Brief | Starting at the line with "Would you mind annotating the yellow", set down each line of the entries below through the last one, exactly as it stands.

--- Data for this exercise Enclosed Below ---

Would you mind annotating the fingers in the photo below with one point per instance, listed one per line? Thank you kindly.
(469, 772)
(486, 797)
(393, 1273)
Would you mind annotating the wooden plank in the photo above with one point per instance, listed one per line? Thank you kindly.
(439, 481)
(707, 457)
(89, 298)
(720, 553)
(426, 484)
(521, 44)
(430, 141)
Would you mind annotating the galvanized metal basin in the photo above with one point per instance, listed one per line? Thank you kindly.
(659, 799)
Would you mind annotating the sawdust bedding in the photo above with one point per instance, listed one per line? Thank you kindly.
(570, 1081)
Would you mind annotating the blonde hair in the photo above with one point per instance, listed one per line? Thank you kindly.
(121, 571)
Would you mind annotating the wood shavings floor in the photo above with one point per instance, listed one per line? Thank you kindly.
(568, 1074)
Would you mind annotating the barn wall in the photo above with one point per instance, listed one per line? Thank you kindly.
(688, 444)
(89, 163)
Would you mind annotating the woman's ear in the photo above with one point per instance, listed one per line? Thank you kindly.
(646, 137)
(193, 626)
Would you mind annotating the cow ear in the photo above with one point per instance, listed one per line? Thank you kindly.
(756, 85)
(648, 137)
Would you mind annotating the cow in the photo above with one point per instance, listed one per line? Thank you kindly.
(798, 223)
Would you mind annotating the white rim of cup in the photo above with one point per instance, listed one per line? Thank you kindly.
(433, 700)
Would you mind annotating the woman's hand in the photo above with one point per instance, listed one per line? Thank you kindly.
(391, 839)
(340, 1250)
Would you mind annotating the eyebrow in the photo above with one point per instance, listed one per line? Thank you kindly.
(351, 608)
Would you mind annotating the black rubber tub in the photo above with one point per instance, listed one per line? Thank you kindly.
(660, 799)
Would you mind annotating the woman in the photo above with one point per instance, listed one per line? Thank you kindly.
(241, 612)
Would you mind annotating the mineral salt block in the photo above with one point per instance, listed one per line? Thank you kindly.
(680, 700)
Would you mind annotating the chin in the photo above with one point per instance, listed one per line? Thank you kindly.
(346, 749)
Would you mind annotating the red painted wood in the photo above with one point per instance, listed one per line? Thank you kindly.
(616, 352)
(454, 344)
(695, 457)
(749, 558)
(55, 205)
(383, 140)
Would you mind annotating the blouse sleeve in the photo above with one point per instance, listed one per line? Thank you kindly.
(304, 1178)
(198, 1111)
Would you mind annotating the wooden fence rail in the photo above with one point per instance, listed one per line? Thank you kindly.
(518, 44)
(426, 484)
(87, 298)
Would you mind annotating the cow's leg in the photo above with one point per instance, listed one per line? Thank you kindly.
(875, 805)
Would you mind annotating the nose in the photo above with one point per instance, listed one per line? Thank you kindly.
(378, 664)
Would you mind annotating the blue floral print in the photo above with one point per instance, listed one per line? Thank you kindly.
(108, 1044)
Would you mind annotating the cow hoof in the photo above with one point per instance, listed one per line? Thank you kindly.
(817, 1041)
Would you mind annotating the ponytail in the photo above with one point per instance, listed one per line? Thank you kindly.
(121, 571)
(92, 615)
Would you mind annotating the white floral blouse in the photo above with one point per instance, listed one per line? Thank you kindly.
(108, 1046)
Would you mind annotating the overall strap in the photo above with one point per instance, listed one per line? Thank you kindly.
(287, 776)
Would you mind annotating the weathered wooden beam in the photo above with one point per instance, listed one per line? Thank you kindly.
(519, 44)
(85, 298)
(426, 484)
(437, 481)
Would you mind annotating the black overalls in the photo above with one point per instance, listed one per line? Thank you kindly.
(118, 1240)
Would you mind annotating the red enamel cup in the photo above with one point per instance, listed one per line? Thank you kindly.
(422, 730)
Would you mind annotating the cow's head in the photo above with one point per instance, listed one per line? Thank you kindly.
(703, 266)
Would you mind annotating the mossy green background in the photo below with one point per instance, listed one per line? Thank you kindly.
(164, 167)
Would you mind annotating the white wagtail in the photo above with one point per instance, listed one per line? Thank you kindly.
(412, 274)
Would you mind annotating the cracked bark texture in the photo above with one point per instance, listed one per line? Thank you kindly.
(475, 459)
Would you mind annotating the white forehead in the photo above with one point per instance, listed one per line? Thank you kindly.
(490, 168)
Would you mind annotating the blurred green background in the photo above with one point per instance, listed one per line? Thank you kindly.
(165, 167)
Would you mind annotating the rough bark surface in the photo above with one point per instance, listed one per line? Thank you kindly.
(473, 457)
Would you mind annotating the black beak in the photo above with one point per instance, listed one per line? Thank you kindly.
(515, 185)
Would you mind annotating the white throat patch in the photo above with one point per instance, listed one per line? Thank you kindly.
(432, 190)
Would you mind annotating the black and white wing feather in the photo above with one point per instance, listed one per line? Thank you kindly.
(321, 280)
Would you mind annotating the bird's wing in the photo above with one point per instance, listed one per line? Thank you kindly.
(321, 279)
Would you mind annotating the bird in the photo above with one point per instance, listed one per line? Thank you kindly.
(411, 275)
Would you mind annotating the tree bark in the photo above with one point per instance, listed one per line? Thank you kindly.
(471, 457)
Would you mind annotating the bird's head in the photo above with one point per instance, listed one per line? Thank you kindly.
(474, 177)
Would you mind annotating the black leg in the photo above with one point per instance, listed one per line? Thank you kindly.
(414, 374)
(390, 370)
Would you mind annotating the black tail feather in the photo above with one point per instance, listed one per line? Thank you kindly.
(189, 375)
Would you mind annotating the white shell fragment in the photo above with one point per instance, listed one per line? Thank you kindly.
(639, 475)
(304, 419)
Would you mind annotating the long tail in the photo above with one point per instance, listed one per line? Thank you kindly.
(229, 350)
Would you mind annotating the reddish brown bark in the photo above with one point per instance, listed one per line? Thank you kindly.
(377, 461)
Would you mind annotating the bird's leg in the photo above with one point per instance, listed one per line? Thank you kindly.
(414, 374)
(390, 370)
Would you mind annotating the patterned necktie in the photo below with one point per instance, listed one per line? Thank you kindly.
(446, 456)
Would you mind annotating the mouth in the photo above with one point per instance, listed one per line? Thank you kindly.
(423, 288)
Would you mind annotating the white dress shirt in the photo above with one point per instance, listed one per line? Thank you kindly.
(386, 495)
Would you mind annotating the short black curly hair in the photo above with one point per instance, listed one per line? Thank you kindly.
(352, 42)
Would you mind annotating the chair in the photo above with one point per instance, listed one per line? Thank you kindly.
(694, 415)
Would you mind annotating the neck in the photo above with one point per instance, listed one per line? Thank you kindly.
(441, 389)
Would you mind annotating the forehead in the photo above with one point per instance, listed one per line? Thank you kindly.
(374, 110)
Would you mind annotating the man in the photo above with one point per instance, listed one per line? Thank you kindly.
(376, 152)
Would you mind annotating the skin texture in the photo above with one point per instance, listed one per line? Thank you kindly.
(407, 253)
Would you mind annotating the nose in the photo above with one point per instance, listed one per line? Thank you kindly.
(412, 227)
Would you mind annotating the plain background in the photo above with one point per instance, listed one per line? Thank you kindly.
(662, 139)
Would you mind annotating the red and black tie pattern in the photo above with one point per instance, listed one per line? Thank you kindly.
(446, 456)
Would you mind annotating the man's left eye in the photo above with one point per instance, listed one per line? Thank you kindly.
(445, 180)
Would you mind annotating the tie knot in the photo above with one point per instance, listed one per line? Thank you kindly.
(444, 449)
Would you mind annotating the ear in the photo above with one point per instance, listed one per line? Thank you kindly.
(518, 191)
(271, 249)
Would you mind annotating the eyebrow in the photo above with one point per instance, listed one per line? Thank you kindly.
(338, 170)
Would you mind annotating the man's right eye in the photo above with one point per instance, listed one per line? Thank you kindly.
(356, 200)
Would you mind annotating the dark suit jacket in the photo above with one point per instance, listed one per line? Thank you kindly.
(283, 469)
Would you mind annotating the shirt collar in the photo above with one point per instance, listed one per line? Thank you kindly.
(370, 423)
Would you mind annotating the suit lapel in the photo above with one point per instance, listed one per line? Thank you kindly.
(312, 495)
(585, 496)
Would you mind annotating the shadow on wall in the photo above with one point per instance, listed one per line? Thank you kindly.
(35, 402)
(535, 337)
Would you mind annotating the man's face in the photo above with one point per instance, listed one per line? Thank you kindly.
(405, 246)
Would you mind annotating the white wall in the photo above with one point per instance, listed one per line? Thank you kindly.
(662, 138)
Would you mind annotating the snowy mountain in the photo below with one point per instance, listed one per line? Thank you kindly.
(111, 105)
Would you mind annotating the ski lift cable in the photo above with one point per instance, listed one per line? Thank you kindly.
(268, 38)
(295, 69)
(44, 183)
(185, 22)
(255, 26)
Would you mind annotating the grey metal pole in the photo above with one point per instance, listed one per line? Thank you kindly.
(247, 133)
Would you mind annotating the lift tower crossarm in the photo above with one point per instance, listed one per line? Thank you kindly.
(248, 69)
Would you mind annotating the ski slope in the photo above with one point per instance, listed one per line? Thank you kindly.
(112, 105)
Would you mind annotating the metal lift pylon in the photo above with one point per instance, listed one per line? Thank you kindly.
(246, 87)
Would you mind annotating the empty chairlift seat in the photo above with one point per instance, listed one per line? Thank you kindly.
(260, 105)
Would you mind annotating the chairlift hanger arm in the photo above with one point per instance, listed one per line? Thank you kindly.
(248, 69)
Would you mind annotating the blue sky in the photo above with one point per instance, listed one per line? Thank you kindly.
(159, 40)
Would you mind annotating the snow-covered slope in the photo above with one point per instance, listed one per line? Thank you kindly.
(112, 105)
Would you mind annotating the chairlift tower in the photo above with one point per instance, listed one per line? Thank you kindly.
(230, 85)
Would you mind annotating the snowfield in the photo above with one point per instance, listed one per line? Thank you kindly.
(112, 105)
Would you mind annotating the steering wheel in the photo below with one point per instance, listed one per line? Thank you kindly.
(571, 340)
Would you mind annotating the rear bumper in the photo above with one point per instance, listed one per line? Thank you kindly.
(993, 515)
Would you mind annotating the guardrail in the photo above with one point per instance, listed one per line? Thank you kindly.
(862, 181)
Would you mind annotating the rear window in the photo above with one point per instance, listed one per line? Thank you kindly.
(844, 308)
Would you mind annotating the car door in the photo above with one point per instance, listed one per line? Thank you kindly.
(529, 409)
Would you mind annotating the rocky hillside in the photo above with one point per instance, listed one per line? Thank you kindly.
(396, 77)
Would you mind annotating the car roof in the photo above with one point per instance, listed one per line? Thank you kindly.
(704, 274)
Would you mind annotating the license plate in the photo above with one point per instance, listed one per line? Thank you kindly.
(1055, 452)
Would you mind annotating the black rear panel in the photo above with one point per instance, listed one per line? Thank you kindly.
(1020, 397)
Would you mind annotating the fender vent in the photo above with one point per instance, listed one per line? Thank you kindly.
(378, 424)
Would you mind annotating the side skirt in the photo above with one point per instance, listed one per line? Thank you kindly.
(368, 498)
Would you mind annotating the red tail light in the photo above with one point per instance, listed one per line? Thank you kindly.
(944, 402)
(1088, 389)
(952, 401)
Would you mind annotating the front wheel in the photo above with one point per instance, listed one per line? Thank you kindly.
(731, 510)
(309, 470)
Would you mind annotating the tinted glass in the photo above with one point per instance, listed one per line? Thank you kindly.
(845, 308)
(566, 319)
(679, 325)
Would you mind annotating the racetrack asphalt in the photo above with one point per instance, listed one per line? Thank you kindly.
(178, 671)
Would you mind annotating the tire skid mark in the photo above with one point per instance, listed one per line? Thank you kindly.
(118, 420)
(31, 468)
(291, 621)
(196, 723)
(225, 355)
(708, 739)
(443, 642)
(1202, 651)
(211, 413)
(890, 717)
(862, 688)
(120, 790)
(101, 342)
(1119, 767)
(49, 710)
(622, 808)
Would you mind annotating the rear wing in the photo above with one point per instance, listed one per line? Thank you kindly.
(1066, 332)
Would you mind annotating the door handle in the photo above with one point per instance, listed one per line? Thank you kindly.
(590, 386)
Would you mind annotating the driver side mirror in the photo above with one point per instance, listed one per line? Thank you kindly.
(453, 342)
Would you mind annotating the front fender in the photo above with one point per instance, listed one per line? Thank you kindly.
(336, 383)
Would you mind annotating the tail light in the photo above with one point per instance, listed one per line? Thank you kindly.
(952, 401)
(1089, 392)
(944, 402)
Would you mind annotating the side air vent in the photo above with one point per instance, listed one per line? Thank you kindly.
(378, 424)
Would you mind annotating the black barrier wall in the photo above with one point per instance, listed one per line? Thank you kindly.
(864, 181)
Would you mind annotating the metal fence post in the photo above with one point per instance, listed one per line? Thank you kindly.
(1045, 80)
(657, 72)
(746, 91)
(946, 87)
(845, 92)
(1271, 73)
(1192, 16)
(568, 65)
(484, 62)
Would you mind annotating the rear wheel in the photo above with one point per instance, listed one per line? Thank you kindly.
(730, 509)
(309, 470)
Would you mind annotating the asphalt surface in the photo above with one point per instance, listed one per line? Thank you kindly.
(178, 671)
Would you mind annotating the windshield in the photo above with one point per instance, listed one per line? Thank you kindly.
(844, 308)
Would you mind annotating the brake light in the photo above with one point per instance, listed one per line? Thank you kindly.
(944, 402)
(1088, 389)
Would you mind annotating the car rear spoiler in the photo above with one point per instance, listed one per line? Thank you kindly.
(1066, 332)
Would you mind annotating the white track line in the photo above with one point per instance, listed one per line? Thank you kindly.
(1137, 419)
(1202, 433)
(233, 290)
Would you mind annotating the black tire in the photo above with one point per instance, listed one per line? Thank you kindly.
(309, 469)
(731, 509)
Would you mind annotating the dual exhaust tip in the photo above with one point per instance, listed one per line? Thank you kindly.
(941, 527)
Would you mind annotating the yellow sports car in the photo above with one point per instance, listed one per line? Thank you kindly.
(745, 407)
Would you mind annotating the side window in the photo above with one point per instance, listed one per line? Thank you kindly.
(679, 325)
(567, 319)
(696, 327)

--- End of Enclosed Data for this exercise ---

Solution to the exercise |
Would you mind annotating the yellow sports car in the photo above with one point per instance, listed one per line? Thank you kindly.
(745, 407)
Would you mind annotating the side window in the photo above with one point per instance, listed one per line? Thank you kindly.
(679, 325)
(567, 319)
(696, 327)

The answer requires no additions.